▶ _Data for the task_
=======
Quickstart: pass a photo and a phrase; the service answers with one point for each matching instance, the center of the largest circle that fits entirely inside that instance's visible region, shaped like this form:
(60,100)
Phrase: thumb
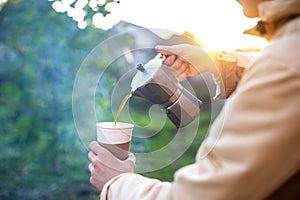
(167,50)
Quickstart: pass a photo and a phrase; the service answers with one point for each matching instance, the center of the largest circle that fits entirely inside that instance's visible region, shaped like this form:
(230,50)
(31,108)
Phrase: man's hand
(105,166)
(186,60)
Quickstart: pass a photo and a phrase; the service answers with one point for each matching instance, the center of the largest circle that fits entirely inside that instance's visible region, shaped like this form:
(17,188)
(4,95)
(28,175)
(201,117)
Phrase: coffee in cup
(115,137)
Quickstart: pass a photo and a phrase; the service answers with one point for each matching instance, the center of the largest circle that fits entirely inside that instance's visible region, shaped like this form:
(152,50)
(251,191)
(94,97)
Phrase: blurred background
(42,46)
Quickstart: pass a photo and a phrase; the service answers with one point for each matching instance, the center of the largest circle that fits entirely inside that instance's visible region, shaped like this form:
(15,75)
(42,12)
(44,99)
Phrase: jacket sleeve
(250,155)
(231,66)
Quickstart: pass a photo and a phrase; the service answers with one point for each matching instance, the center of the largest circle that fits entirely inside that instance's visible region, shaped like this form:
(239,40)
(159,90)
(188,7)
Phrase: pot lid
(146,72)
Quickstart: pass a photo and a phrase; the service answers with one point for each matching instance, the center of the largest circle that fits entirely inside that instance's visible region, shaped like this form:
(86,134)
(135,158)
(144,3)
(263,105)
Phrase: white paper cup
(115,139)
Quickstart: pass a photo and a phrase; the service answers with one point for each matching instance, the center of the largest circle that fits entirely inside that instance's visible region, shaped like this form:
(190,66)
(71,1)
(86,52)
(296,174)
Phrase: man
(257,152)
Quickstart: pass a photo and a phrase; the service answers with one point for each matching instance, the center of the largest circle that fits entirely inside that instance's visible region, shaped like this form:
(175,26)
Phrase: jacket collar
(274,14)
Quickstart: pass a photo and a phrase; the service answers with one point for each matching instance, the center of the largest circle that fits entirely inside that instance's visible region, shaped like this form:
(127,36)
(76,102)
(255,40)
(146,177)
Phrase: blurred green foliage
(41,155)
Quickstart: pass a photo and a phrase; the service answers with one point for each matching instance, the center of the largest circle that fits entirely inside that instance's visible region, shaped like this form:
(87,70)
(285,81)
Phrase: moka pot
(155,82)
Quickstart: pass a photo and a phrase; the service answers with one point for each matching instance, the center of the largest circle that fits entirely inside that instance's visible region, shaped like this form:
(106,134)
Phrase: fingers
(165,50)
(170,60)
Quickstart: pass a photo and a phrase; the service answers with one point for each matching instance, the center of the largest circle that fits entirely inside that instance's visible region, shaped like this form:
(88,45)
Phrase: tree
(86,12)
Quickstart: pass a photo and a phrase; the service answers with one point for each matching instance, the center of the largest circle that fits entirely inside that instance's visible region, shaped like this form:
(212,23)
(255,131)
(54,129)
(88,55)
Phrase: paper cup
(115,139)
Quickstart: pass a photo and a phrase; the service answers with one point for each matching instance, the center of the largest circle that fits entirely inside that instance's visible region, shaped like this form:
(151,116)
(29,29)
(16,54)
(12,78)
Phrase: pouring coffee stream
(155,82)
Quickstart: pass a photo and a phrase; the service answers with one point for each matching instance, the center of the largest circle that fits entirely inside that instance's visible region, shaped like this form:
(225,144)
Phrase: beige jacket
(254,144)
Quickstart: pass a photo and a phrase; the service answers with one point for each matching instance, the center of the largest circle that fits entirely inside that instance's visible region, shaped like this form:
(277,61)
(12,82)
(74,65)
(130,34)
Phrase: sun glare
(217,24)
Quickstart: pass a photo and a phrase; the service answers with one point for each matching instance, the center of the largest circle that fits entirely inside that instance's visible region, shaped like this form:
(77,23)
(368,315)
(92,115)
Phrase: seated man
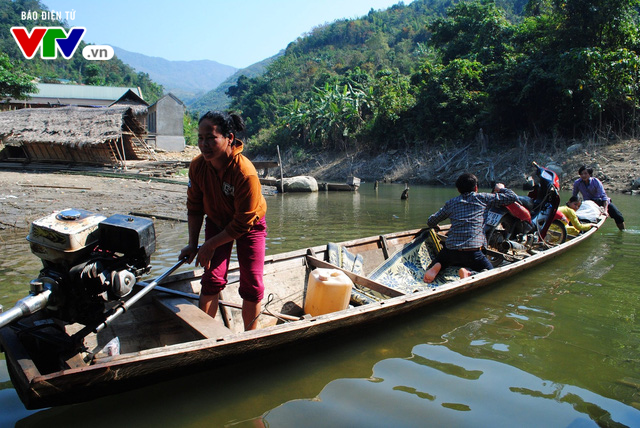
=======
▶ _Short problem_
Take the listing above and restate it word for word, without its pictures.

▶ _Solved exercise_
Quickstart: pass a photo and a phrase; the service answers with one point for each matching instance, the center of the largest circle that fits entirely inside that instance's visible region, shaped like this form:
(60,100)
Phrase: thumb
(167,50)
Quickstart: pass a photo and a phrase; the service answers with one point for each matching instance, the center of the largest circle that fits entirely inside that instance's visible region, shaped like this form:
(230,50)
(31,108)
Phrase: man's hand
(105,166)
(186,60)
Quickstart: pass a photo and a phrase; the service answers with one point for each matching instance, the center of the largest circle that fits entirely inside that instance's visible region, shaped like this form:
(17,188)
(4,95)
(28,175)
(201,117)
Phrase: coffee in cup
(115,137)
Quickstart: pass a photo and a phrase; the service answers with one point for each matching instance, the center of the largest circle that fits entirely inside that instance's visible region, shaped like this form:
(152,50)
(251,191)
(94,97)
Phrase: blurred background
(42,46)
Quickstart: pass a photo and a phrase; the service answers with one point for each matching instance, the center of the largest circle that fits entirely inside that instance's visible region, shaped like this form:
(15,75)
(42,12)
(44,99)
Phrase: jacket sleeve
(250,155)
(231,66)
Quickstart: pass a photo and a phrase; the service answers with one point for each matching instance, the center of the largest circle that fits entirely inside that instance's visible region, shaped like this form:
(239,40)
(159,90)
(188,7)
Phrase: pot lid
(146,72)
Quickstart: pass a photo and a phrase; the service answers with one point for each matching instance, the center of the largest circle that fits entirely inside that instance's visible region, shaped like this form:
(86,134)
(135,158)
(144,3)
(263,105)
Phrase: white paper cup
(115,139)
Quickstart: pass a photo and a phrase; the service answers with one point for each matching instance, the center of the largest circle that fits entirely inside that instance's visible region, shaped like this form:
(190,66)
(71,1)
(86,52)
(296,174)
Phrase: man
(257,152)
Quickstart: pass a photo and a phrase; the service answers with one point for each matching instance, the center of the largest circle that fits entirely inside that instance's visible region, shaped like this form:
(175,26)
Phrase: jacket collar
(274,14)
Quickstart: pass a photo and a phrase; the service answers with one point for each matching instance, the center of the largest circle that fits entirely inside that instance's visible region, shaped like this form:
(127,36)
(76,102)
(255,40)
(146,177)
Phrase: blurred green foliage
(41,155)
Quickstart: pass a photo and a phrase; the service answers with one point for each matching instance, the center of the largest circle that fits entirely inside that instance's visible region, shaped like this form:
(87,70)
(285,81)
Phrase: moka pot
(155,82)
Quickstart: pass a photo and a phrase; the service answers with one point for each matching instance, the center of the largest circle that fits entirely inside that instance's visible region, shaped like this form:
(106,134)
Phrase: fingers
(165,50)
(170,60)
Quickstart: pass a photo and a phrase; the service answers with one point for each matching instance, the center of the largest circle that fits entirely inside that instance's visible region, shaped like this form:
(88,45)
Phrase: tree
(86,12)
Quickstart: pass a photo and a phrase; the service answers with one point for each matching instance, the center of the largest circle that fits entirely inside that instance's visible region, shaped like this form:
(212,23)
(255,131)
(54,129)
(88,55)
Phrase: paper cup
(115,139)
Quickstart: pass a photo and a phrase; the service answers with one point for each matching instance, the center of the largest circle that fits entirely inside that instance's visible region, shaped like this form:
(151,116)
(29,29)
(16,54)
(12,78)
Phrase: pouring coffee stream
(155,82)
Quickstart: pass a photo and a phrase; the service answers with one point for each matching instance, the center of the largest circle that fits entirely inside that instance's visible region, shaped like this form:
(225,144)
Phrase: beige jacket
(254,144)
Quickstart: pass a photo and a phrase; the service answers with one point for each matching instance, the center of the largest circle that fits entirely inside that instance's visible region, shaped like this form:
(277,61)
(12,82)
(74,65)
(130,34)
Phrase: sun glare
(217,24)
Quickstart: pass a photo and a phrase; the service answers with one point for each matching instance, the center of the largest circle that fits entirely inside that instance's visible region, shaped like this form:
(77,23)
(368,315)
(92,115)
Phrase: seated man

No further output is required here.